** PERMINTAAN TERTULIS 1 **
Sebutkan semua nama tempat yang muncul dalam kutipan tentang kisah bangsa Israel di bawah.
** PERMINTAAN TERTULIS 2 **
Lanjutkan kutipan tentang kisah bangsa Israel di bawah, mulai setelah kalimat terakhirnya.

Di dalam Al-Qur’an, kisah-kisah zaman dahulu, serta perumpamaan perumpamaan, menjadi pelajaran bagi orang-orang sesudahnya.

Salah satu kisah dan perumpamaan yang patut kita pelajari adalah kisah tentang orang yang diumpamakan seperti anjing yang menjulurkan lidahnya. “Maka perumpamaannya seperti anjing: jika kamu menghalaunya, diulurkan lidah­nya; dan jika kamu menghalaunya, diulurkannya lidahnya (juga). Demikian itulah perumpamaan orang-orang yang men­dustakan ayat-ayat Kami. Maka ceritakanlah (kepada mereka) kisah-kisah itu agar mereka berpikir.” – QS Al-A’raf (7): 176.

Kisahnya terjadi ketika Nabi Musa Alaihis Salam meninggal, dan kemudian umat dipimpin oleh penggantinya, yaitu Nabi Yusya’ bin Nun. Dia memimpin bangsa Israel yang keluar dari Padang Tih, setelah dihukum oleh Allah selama 40 tahun di tempat itu dan tidak dapat keluar.

Sebagaimana pesan Nabi Musa, bangsa Israel haruslah menuju tanah yang dijanjikan, yaitu Baitul Maqdis di Palestina. Namun Palestina waktu itu diduduki oleh bangsa lain, dan bangsa Israel yang sudah diberkati itu mengabaikan perintah Allah untuk berperang, sehingga dihukum 40 tahun di Padang Tih.

Setelah masa hukuman habis, dan Nabi Musa sendiri sudah meninggal, kepemimpinan bangsa Israel di bawah Nabi Yusya’ bin Nun, bangsa Israel belajar dari kesalahan dan kembali beriman kepada Allah SWT. Maka angkatan yang baru itu kemudian berani maju berperang untuk mengusir penjajah tanah Palestina.

** DAFTAR BARIS **
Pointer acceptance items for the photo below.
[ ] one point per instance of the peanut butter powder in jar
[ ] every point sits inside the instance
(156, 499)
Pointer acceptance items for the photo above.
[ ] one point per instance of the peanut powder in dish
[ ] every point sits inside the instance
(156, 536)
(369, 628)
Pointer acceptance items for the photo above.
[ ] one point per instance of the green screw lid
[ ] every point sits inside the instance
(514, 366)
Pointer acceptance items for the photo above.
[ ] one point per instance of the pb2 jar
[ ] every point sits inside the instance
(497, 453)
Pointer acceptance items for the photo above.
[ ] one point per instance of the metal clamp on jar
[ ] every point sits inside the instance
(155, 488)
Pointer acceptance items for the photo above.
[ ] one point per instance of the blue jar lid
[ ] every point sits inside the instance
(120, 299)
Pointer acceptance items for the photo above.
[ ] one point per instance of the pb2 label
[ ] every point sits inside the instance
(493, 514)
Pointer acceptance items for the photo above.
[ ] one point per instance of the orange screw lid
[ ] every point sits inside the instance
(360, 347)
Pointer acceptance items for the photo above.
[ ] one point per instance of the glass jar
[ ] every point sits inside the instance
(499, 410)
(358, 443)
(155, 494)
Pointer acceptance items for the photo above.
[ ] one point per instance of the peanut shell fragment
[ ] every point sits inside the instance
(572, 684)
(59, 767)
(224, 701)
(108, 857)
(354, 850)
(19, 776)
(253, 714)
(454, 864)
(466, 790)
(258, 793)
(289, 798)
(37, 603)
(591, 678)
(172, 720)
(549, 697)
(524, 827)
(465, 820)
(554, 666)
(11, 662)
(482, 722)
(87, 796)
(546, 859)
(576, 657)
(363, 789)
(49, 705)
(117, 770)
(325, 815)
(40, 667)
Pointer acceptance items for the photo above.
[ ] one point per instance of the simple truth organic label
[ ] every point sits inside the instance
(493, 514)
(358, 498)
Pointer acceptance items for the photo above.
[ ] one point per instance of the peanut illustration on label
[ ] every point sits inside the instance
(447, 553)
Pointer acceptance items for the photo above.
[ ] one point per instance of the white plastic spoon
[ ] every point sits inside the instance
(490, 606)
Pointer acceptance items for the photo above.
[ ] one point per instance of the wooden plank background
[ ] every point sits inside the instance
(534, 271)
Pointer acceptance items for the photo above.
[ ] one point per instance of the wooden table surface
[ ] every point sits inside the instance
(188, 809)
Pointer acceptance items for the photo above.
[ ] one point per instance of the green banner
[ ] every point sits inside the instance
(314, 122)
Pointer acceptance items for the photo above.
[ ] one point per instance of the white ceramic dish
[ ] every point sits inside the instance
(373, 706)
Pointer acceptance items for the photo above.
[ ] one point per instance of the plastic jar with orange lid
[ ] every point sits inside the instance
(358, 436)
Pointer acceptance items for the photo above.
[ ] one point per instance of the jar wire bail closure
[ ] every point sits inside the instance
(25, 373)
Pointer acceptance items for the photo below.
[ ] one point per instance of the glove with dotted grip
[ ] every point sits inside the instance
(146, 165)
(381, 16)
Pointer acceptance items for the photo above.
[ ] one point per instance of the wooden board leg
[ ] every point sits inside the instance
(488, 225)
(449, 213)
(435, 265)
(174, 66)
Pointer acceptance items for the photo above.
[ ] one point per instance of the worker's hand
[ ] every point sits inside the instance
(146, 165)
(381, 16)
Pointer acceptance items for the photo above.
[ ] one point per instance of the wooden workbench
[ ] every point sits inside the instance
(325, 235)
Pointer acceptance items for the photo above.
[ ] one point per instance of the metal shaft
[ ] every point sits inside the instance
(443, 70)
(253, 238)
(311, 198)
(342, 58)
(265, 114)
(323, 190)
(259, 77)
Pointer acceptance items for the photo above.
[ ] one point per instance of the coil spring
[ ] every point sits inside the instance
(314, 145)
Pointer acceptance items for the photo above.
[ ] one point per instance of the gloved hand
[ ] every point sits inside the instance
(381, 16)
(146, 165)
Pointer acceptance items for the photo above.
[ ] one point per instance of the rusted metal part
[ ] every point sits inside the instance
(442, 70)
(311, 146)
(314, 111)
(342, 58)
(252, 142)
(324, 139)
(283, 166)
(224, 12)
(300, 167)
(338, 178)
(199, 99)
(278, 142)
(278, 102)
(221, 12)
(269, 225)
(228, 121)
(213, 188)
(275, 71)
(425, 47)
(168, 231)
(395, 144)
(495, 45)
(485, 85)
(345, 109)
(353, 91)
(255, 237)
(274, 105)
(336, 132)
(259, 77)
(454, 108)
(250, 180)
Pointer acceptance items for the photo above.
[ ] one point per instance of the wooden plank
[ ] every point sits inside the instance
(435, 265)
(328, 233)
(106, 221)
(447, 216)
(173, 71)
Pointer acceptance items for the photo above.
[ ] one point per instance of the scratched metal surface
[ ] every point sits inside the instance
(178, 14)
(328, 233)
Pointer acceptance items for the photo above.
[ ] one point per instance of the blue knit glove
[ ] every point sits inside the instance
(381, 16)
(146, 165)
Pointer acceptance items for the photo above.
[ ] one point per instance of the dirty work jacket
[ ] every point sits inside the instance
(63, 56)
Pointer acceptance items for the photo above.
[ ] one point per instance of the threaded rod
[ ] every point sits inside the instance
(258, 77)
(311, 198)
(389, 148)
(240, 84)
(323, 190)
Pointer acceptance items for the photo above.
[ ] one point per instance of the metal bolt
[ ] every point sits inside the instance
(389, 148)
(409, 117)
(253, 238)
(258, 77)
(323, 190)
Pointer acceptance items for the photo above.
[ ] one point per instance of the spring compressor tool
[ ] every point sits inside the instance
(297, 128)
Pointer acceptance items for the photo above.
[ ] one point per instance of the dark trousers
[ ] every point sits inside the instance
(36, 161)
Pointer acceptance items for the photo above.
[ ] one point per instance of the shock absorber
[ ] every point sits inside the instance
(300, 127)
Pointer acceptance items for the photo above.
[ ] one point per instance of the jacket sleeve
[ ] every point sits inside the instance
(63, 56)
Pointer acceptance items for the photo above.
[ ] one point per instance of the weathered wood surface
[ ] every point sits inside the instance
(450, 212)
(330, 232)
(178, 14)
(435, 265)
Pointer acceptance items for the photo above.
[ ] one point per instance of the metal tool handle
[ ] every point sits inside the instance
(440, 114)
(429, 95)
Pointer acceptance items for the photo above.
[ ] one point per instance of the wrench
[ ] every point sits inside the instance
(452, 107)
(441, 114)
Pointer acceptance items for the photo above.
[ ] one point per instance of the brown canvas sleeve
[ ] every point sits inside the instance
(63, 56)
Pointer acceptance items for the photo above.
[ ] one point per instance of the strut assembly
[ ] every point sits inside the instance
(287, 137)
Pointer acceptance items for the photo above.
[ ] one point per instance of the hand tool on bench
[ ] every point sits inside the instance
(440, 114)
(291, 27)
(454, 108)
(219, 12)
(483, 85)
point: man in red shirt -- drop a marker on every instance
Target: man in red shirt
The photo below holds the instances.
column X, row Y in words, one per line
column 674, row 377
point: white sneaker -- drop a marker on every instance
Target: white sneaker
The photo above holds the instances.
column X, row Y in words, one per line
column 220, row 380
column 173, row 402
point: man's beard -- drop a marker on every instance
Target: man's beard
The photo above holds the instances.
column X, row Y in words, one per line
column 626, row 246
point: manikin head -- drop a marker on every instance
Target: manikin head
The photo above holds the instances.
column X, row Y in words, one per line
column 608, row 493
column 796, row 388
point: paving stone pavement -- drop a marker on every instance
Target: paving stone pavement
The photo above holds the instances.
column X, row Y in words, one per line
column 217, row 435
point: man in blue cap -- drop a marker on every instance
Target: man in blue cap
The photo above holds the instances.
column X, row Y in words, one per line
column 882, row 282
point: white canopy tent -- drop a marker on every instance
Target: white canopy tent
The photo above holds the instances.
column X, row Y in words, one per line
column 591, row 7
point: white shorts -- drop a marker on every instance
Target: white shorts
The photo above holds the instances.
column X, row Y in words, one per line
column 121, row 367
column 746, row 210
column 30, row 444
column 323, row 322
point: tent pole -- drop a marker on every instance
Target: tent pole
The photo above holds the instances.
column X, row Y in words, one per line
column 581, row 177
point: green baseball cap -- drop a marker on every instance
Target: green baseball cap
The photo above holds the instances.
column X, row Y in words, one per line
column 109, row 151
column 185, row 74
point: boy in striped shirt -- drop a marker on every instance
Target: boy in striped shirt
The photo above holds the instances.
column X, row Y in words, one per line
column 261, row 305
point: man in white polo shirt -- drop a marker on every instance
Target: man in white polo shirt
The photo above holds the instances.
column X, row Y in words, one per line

** JAWABAN BENAR 1 **
Padang Tih, Baitul Maqdis, Palestina

** JAWABAN BENAR 2 **
Para penjajah tahu, kalau mereka berperang dengan bangsa Israel yang sekarang, mereka tidak akan menang. Karena itulah, mereka mencoba mempengaruhi salah satu ulama mereka, yaitu Bal’am bin Ba’ura’, dengan berbagai kemuliaan duniawi, supaya melemahkan bangsa Israel, sehingga perjuangan mereka melawan bangsa penjajah menjadi lemah atau melenceng.

Bal’am terpengaruh, dan jadilah dia jenis ulama bis su’ (busuk), yang menjual ayat-ayat suci demi kekayaan duniawi.

Ketika bangsa Israel bersiap akan berperang melawan para penjajah Palestina, mereka meminta doa restu Bal’am. Namun reaksi Bal’am sangat mengejutkan, dia tidak mau memberikan doa restu. Setelah didesak dengan sungguh-sungguh, dia baru mau memberikan doa restunya.

Bal’am menaiki keledainya menuju tempat ibadahnya yang berada di sebuah gunung. Namun Allah menjatuhkan bencana, tempat ibadahnya porak poranda.

Namun bangsa Israel tetap menunggu dirinya turun dari gunung.

Setan lebih jauh menyesatkan pikiran Bal’am hingga menuju “jurang yang paling dalam”. Bal’am memberikan nasihat yang salah, “Percantiklah wanita-wanita kalian, berikanlah mereka barang-barang dagangan, lalu kirim mereka ke peperangan untuk menjual barang-barang itu. Dan perintahkan mereka supaya tidak menolak siapa pun yang menginginkannya. Karena jika salah seorang dari mereka berzina, kalian akan dapat mengalahkan mereka.”

Maka terjadilah pergaulan bebas, dan perzinaan merajalela.

Namun di tengah kondisi penyesatan itu, masih ada orang-orang yang beriman. Nabi Yusya’ bin Nun, misalnya, menyadarkan bangsa Israel untuk menghindari strategi pembusukan dari dalam itu.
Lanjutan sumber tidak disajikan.